Which lines in the entries below contain the word "above", matching its case? Copy each of those lines in full.

• _PROVIDED RECORDS_
■ ■ ■ ■ ■ ■ ■
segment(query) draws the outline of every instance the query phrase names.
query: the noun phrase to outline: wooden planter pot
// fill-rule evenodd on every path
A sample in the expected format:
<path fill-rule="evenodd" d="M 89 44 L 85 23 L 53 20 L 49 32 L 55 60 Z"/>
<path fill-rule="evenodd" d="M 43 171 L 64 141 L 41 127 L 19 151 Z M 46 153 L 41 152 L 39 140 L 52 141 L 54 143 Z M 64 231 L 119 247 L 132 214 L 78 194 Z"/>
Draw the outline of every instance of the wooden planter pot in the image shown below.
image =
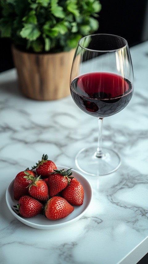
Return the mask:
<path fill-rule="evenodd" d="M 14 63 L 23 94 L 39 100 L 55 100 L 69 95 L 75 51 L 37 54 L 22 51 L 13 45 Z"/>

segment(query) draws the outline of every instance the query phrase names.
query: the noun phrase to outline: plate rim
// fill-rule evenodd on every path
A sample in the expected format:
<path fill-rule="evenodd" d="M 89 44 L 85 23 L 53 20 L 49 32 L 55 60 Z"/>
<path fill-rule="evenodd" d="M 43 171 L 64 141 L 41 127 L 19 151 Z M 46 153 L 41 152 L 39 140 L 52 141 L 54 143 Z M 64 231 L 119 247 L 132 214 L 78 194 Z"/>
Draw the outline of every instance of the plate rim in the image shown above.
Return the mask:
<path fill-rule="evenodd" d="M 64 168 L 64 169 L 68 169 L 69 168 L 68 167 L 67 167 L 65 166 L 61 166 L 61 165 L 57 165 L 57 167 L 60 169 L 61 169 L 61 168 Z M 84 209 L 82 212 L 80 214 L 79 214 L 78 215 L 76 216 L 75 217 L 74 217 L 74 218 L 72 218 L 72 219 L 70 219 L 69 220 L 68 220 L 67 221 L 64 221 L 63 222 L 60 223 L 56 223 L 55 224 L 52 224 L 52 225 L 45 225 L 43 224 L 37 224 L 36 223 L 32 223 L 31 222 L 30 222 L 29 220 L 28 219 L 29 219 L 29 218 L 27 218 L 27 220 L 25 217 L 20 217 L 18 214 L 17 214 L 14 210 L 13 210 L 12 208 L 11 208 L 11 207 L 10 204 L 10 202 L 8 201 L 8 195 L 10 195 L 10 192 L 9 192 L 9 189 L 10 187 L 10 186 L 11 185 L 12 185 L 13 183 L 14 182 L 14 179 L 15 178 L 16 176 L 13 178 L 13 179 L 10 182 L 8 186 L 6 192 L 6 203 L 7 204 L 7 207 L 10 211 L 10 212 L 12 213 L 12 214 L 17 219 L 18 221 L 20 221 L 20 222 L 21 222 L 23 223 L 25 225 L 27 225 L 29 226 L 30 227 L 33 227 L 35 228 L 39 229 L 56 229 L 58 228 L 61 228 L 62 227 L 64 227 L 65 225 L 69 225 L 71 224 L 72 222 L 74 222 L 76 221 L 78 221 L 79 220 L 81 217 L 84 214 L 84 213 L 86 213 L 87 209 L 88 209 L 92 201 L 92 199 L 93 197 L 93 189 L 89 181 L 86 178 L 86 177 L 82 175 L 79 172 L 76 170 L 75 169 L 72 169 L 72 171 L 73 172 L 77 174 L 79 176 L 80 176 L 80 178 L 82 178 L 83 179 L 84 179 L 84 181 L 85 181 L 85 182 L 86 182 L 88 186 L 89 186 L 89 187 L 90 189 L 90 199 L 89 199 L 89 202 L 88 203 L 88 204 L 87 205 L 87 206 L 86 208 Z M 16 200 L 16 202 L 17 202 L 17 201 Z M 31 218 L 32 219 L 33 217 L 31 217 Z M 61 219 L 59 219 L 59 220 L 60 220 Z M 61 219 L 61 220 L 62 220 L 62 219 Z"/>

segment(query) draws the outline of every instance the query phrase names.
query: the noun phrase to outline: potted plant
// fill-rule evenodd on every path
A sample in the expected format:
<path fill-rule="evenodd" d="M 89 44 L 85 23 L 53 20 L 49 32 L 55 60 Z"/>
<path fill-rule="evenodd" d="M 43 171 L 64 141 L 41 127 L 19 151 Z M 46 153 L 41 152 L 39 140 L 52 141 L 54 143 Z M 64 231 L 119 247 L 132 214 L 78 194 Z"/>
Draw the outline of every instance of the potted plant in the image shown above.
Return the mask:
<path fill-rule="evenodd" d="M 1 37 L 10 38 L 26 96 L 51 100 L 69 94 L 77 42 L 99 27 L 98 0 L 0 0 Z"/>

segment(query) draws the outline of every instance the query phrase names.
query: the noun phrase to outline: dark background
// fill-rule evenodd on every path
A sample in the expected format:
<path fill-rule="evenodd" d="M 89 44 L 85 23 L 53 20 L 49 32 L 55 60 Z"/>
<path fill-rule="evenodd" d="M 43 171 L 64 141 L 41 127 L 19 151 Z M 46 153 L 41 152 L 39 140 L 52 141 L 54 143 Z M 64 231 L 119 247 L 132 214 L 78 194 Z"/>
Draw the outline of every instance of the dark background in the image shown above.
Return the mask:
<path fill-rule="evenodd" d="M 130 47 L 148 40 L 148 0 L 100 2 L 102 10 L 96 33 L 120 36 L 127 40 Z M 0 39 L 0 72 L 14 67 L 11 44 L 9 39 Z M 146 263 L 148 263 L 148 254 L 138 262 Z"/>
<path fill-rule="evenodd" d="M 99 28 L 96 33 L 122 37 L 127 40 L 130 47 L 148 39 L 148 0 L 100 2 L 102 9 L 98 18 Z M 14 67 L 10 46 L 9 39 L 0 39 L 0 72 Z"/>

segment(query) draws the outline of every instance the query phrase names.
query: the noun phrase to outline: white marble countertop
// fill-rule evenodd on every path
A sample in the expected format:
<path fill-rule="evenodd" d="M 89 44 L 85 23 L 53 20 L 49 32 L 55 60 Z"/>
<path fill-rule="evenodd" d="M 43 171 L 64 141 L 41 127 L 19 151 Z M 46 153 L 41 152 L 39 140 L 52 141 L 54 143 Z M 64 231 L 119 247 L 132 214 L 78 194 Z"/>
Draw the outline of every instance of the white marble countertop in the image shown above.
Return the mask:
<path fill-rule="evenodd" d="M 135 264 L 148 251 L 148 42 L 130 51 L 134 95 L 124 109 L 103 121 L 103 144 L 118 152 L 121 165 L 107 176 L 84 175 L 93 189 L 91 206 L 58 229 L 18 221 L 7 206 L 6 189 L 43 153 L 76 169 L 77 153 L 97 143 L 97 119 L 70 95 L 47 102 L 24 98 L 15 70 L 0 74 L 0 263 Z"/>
■ ■ ■ ■ ■ ■ ■
• _EXERCISE OUTPUT_
Draw the outline of every instance of the plate rim in the image shown above.
Draw the outline of every instance of the potted plant in the image shown above.
Draw the outline of every instance of the dark background in the image shown above.
Draw the outline of every instance of the white marble countertop in the image shown above.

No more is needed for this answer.